§ Trecho da fonte:
Valor Econômico, v. 20, n. 4967, 23/03/2020. Brasil

Tarifa social poderá bancar até 100% das contas de luz na crise

Daniel Rittner 


A tarifa social de energia elétrica poderá ter o valor da subvenção ampliado para 100% das contas de luz de famílias de baixa renda, com consumo mensal de até 220 kilowatts-hora (kWh), durante três meses. O benefício, discutido entre autoridades do setor e representantes do Congresso

Nacional, seria uma forma de aliviar temporariamente o peso dos serviços públicos no bolso dos mais pobres em um momento de pico do novo coronavírus.

Uma minuta de medida provisória já foi discutida pelo senador Marcos Rogério (DEM-RO), presidente da Comissão de Infraestrutura do Senado, e o ministro de Minas e Energia, Bento Albuquerque, que fazia parte da comitiva presidencial aos Estados Unidos e foi infectado pelo vírus. Ele tem passado quarentena em sua casa no Rio de Janeiro e participado de reuniões por videoconferência.

§ Dados para análise:
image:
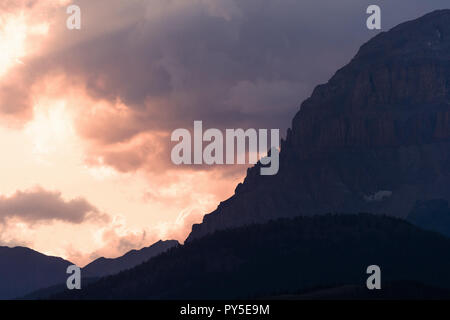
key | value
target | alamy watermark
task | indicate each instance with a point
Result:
(215, 152)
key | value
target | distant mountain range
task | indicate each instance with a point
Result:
(23, 270)
(103, 266)
(375, 138)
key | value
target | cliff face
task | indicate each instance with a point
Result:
(375, 138)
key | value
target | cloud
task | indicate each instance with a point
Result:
(158, 65)
(39, 205)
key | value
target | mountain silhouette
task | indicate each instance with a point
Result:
(375, 138)
(102, 267)
(107, 266)
(23, 270)
(285, 257)
(432, 215)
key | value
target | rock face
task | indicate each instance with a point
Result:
(104, 266)
(375, 138)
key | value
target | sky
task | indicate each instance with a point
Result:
(86, 115)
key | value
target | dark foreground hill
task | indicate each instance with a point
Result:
(284, 257)
(23, 270)
(375, 138)
(108, 266)
(105, 266)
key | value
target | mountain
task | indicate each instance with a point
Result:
(432, 215)
(23, 270)
(288, 256)
(374, 138)
(104, 266)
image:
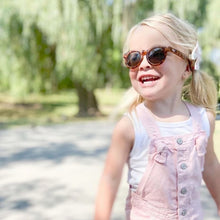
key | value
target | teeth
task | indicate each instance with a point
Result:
(145, 79)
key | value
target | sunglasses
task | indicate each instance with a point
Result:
(154, 56)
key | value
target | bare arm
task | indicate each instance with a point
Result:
(122, 142)
(211, 174)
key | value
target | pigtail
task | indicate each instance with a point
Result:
(201, 91)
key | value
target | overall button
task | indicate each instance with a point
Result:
(179, 141)
(183, 166)
(183, 213)
(183, 190)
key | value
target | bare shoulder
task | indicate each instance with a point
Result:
(124, 131)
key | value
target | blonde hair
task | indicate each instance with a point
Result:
(200, 89)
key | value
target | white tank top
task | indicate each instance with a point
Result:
(138, 157)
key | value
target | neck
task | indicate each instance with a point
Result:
(169, 110)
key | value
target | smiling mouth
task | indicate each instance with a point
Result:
(147, 79)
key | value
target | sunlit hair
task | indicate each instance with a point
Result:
(200, 89)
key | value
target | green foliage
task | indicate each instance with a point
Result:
(51, 45)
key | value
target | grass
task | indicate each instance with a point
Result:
(217, 139)
(51, 108)
(60, 108)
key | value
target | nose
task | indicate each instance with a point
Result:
(144, 65)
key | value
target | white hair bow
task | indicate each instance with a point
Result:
(197, 56)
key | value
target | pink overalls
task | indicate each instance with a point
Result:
(170, 187)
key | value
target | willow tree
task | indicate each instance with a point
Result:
(90, 32)
(86, 35)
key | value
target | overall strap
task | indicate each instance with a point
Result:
(147, 120)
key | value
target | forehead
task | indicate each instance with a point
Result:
(145, 37)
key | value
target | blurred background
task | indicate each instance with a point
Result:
(62, 59)
(61, 76)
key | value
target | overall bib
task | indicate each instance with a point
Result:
(170, 186)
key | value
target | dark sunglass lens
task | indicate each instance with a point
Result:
(156, 56)
(133, 59)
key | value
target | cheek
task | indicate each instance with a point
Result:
(132, 74)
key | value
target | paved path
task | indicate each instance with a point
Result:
(52, 172)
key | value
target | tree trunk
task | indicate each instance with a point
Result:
(87, 102)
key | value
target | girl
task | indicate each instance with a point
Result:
(167, 136)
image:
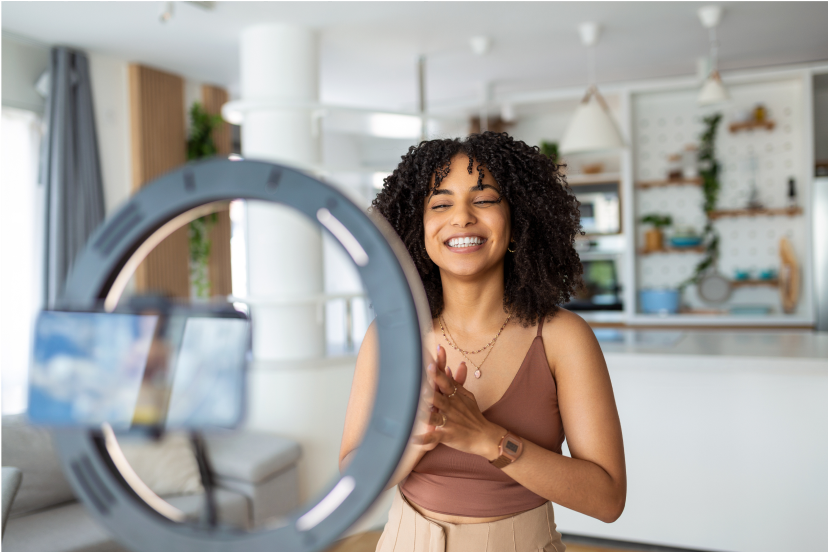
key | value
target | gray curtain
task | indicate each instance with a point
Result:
(70, 168)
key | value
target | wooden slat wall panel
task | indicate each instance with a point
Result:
(158, 146)
(221, 283)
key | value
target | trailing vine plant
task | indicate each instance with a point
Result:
(709, 169)
(200, 145)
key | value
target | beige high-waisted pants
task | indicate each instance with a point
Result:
(409, 531)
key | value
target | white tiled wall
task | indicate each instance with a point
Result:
(664, 123)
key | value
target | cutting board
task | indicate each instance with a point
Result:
(788, 276)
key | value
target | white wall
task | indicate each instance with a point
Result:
(110, 96)
(821, 117)
(723, 453)
(22, 62)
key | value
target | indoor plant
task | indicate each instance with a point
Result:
(200, 145)
(654, 237)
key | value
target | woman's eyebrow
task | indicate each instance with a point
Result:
(478, 187)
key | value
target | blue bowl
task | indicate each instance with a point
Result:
(685, 241)
(659, 301)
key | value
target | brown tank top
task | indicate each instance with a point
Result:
(457, 483)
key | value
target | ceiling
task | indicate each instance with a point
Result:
(368, 49)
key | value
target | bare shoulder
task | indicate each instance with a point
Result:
(570, 342)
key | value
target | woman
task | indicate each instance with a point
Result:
(490, 224)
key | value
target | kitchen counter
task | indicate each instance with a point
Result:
(779, 344)
(725, 439)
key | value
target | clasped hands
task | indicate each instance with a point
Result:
(449, 414)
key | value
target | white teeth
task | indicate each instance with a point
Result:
(465, 242)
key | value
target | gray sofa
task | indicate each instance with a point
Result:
(256, 474)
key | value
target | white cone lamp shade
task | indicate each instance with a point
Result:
(713, 90)
(591, 128)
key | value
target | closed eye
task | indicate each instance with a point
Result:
(488, 202)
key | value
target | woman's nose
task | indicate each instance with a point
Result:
(462, 217)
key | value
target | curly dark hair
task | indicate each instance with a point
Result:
(545, 270)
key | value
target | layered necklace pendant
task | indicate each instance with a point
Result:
(490, 346)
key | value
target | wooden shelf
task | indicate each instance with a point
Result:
(750, 283)
(750, 125)
(598, 178)
(694, 249)
(785, 211)
(676, 182)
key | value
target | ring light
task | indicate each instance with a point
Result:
(126, 238)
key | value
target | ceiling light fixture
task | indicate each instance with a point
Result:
(167, 11)
(591, 128)
(713, 90)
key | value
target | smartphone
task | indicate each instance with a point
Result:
(171, 369)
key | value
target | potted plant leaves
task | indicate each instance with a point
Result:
(654, 237)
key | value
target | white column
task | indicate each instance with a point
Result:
(284, 255)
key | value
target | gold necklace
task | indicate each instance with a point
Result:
(490, 343)
(477, 371)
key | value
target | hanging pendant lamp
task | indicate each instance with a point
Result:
(713, 90)
(591, 128)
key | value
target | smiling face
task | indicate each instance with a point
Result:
(467, 228)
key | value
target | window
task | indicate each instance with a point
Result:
(21, 251)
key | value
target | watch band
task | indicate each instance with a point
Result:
(501, 462)
(505, 459)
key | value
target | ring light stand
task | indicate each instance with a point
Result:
(119, 245)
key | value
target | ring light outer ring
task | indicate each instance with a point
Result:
(89, 468)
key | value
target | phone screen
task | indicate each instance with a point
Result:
(180, 370)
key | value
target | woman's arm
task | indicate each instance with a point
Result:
(593, 481)
(361, 402)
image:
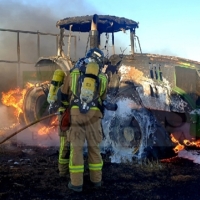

§ Requisitos do exercício:
**A)** Na reportagem sobre a tarifa social de energia, qual é o consumo mensal máximo das famílias de baixa renda que poderiam ter 100% da conta de luz subsidiada?
**B)** Dê continuidade, por favor, à reportagem sobre a tarifa social de energia, começando logo após a última frase apresentada.
As entradas não têm nenhum papel nesta atividade.

§ Respostas escritas:
**A)** Até 220 kilowatts-hora (kWh).

**B)**
Têm direito à tarifa social famílias inscritas no Cadastro Único do Ministério da Cidadania ou pessoas que recebem o Benefício de Prestação Continuada (BPC) do Ministério da Cidadania. Hoje o desconto sobre a tarifa “cheia” de cada distribuidora de energia varia conforme o nível de consumo da residência: 65% (consumo de até 30 kWh por mês), 40% (31-100 kWh) e 10% (101-220 kWh).

Pelo texto da minuta que está sendo discutida, o desconto subiria a 100% para todas essas faixas durante três meses. O impacto é estimado em cerca de R$ 1 bilhão no período. Não haveria impacto sobre as finanças públicas.

As subvenções da tarifa social são financiadas pela Conta de Desenvolvimento Energético (CDE), o “superfundo” que banca subsídios do setor elétrico, cujo valor é rateado por todos os consumidores do sistema - com peso maior nas regiões Sul, Sudeste e Centro-Oeste. O orçamento da CDE aprovado para 2020 é de R$ 21,9 bilhões e o valor já destinado à tarifa social chega a R$ 2,66 bilhões.

Para bancar o acréscimo no auge da crise, seriam redirecionados recursos das próprias distribuidoras hoje usados em projetos de pesquisa e desenvolvimento (P&D) no setor e em ações de eficiência energética, de modo a evitar um aumento da CDE.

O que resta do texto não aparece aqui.